• Written instruction
Please repeat the material below word for word, leaving out the pictures.

• Dataset records

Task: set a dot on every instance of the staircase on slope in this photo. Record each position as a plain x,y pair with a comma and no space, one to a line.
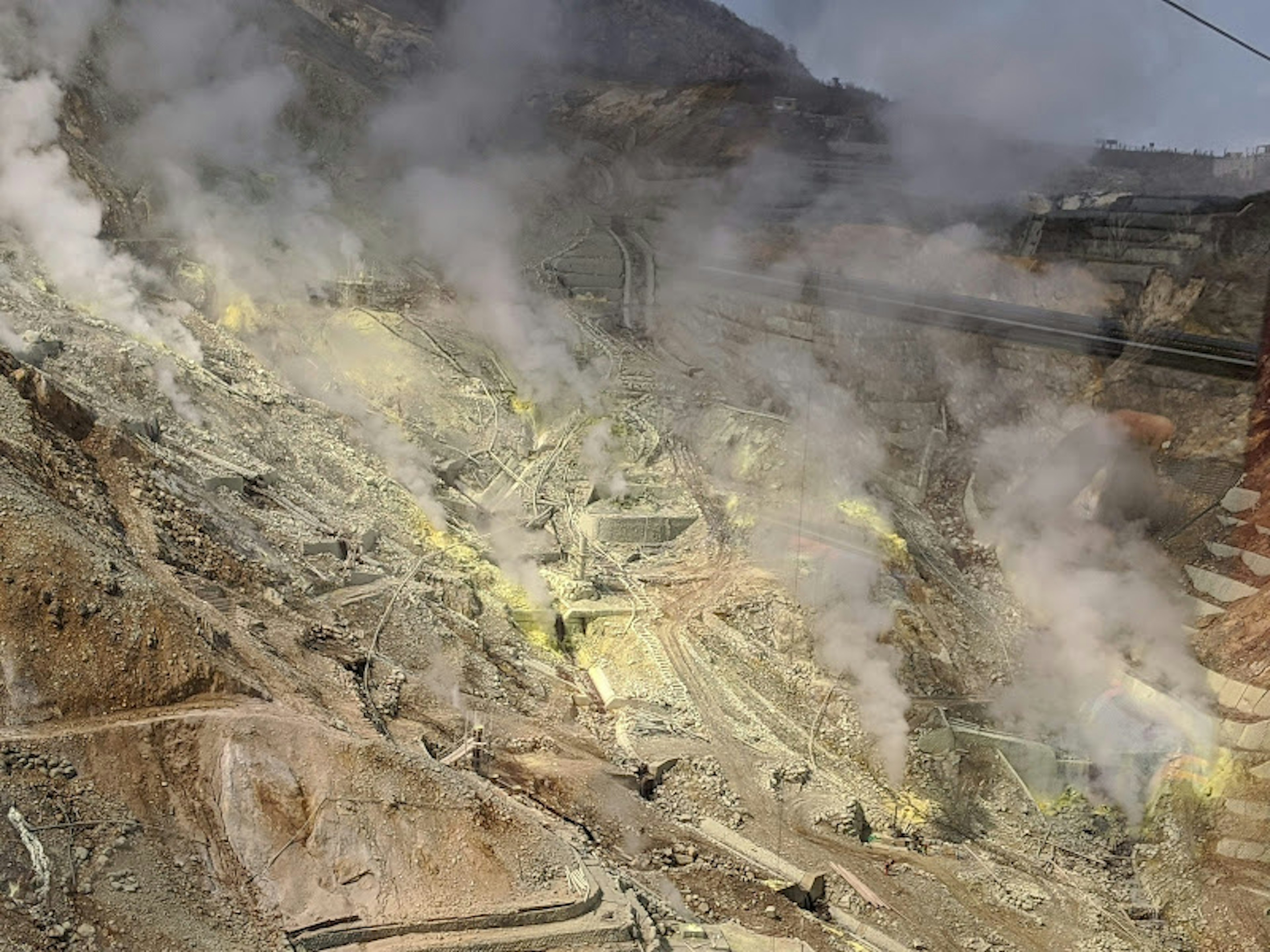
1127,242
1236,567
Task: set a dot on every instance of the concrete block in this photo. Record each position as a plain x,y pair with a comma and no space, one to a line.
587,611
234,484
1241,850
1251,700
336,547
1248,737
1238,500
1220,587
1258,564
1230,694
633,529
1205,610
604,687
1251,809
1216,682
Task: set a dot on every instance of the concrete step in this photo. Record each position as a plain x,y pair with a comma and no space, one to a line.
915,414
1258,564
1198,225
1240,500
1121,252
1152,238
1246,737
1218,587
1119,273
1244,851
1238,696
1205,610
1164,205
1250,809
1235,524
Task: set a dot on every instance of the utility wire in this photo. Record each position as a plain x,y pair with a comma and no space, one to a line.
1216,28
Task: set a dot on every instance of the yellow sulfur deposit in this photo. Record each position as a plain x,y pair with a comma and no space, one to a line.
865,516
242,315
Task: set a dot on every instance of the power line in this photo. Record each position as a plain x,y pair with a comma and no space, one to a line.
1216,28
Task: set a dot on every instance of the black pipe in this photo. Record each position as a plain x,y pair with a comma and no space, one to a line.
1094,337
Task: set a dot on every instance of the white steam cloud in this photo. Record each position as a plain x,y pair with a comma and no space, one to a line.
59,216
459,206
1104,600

• Response to the exercise
Task: set a dot on every instance of the staircase on slope in this photo. Record each position as a plain x,y pair with a comma and no space, one to a line.
1127,242
1236,567
Task: set a dot on every instance of the concrete block in this photo. Record each position as a plain x,y pair with a comma and no space, one to a line.
587,611
234,484
1241,850
1251,700
336,547
1248,737
1238,500
1220,587
1258,564
1230,694
633,529
1205,610
604,687
1251,809
1216,682
Task: set a dot on every instance of the concrete step in this photo. Record each position as a plain x,y pair with a comma and no space, one to a line.
915,414
1258,564
1198,225
1240,500
1121,252
1152,238
1246,737
1218,587
1119,273
1244,851
1238,696
1205,610
1164,205
1250,809
1235,524
Task: set a dot on every instance of the utility wire in this photo. Record each position as a plain x,y pair with a comma and no space, one to a line.
1216,28
Task: set a dot on every instance of the yellow sulfur deposit in this photo. Record each position as a plain x,y pair with a comma and no space, one to a line.
865,516
242,315
Task: set a dot on every instance of the power line in this photo. Record each position as a plain x,y pair with a comma and no space, one to a line.
1216,28
Task: set a dot on every instance of the black pipe in this photo. Record each position as a plain x,y pair with a comma and no space, one to a line.
1094,337
Task: set a dot on every instance of the white steam cloud in this photo. Record each position as a plain x,y pair with a comma and no space, one to a line.
59,216
459,206
1104,600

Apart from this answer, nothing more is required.